WHAT TO WORK ON:
Could you write out each entry exactly as it reads?

Dataset entries:

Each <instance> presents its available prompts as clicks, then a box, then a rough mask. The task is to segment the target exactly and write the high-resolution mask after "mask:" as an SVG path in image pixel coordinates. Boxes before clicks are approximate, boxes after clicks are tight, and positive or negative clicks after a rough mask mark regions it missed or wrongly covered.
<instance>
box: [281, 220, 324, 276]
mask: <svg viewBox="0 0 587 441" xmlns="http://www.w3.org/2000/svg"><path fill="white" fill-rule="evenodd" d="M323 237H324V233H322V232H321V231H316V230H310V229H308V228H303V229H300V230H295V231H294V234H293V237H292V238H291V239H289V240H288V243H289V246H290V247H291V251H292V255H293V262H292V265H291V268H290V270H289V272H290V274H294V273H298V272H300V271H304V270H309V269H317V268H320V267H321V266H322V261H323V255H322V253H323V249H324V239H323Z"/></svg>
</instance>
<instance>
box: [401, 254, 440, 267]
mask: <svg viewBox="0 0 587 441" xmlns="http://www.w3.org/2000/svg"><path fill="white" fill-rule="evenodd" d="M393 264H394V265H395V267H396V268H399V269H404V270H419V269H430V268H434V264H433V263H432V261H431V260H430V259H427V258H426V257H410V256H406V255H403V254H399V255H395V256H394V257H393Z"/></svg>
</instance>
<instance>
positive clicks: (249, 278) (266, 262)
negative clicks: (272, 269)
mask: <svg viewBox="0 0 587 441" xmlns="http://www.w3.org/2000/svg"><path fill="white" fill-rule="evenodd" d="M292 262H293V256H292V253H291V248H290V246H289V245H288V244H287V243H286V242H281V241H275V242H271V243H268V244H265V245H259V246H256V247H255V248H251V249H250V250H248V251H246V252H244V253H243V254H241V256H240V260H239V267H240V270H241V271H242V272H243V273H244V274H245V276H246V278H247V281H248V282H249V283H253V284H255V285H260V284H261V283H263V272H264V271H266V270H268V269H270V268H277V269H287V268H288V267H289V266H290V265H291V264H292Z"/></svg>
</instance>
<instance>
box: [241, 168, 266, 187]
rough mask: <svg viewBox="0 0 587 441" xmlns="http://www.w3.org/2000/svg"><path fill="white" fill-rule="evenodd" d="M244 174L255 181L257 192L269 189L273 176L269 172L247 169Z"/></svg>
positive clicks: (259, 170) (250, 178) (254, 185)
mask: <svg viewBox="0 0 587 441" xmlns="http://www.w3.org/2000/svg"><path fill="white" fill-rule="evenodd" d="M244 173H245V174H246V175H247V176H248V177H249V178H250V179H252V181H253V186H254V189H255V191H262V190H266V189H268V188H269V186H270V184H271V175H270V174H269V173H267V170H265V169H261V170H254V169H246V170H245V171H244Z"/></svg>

RESPONSE TO THE TASK:
Each <instance> presents its available prompts as clicks, then a box, then a rough mask. The task is to segment the target exactly and write the high-resolution mask after "mask:" as an SVG path in image pixel coordinates. Boxes before clicks are approximate, boxes after clicks are tight, and positive or negative clicks after a rough mask mark regions it missed or wrongly covered.
<instance>
box: [281, 220, 324, 276]
mask: <svg viewBox="0 0 587 441" xmlns="http://www.w3.org/2000/svg"><path fill="white" fill-rule="evenodd" d="M323 237H324V233H322V232H321V231H316V230H310V229H308V228H303V229H300V230H295V231H294V234H293V237H292V238H291V239H289V240H288V243H289V246H290V247H291V251H292V255H293V262H292V265H291V268H290V270H289V272H290V274H294V273H298V272H300V271H304V270H309V269H317V268H320V267H321V266H322V261H323V255H322V253H323V249H324V239H323Z"/></svg>
</instance>
<instance>
box: [401, 254, 440, 267]
mask: <svg viewBox="0 0 587 441" xmlns="http://www.w3.org/2000/svg"><path fill="white" fill-rule="evenodd" d="M393 264H394V265H395V267H396V268H399V269H404V270H419V269H430V268H434V264H433V263H432V261H431V260H430V259H427V258H426V257H410V256H406V255H403V254H399V255H395V256H394V257H393Z"/></svg>
</instance>
<instance>
positive clicks: (249, 278) (266, 262)
negative clicks: (272, 269)
mask: <svg viewBox="0 0 587 441" xmlns="http://www.w3.org/2000/svg"><path fill="white" fill-rule="evenodd" d="M292 262H293V256H292V253H291V248H290V246H289V245H288V244H287V243H286V242H281V241H275V242H271V243H268V244H265V245H259V246H256V247H255V248H251V249H250V250H248V251H246V252H244V253H243V254H241V256H240V260H239V267H240V270H241V271H242V272H243V273H244V274H245V276H246V278H247V281H248V282H249V283H253V284H255V285H260V284H261V283H263V272H264V271H266V270H268V269H270V268H277V269H287V268H288V267H289V266H290V265H291V264H292Z"/></svg>
</instance>
<instance>
box: [241, 168, 266, 187]
rough mask: <svg viewBox="0 0 587 441" xmlns="http://www.w3.org/2000/svg"><path fill="white" fill-rule="evenodd" d="M244 174L255 181L257 192L269 189L273 176L269 172L247 169Z"/></svg>
positive clicks: (259, 170) (250, 178) (254, 185)
mask: <svg viewBox="0 0 587 441" xmlns="http://www.w3.org/2000/svg"><path fill="white" fill-rule="evenodd" d="M244 173H245V174H246V175H247V176H248V177H249V178H250V179H252V181H253V186H254V189H255V191H262V190H266V189H268V188H269V186H270V184H271V175H270V174H269V173H267V170H265V169H261V170H254V169H246V170H245V171H244Z"/></svg>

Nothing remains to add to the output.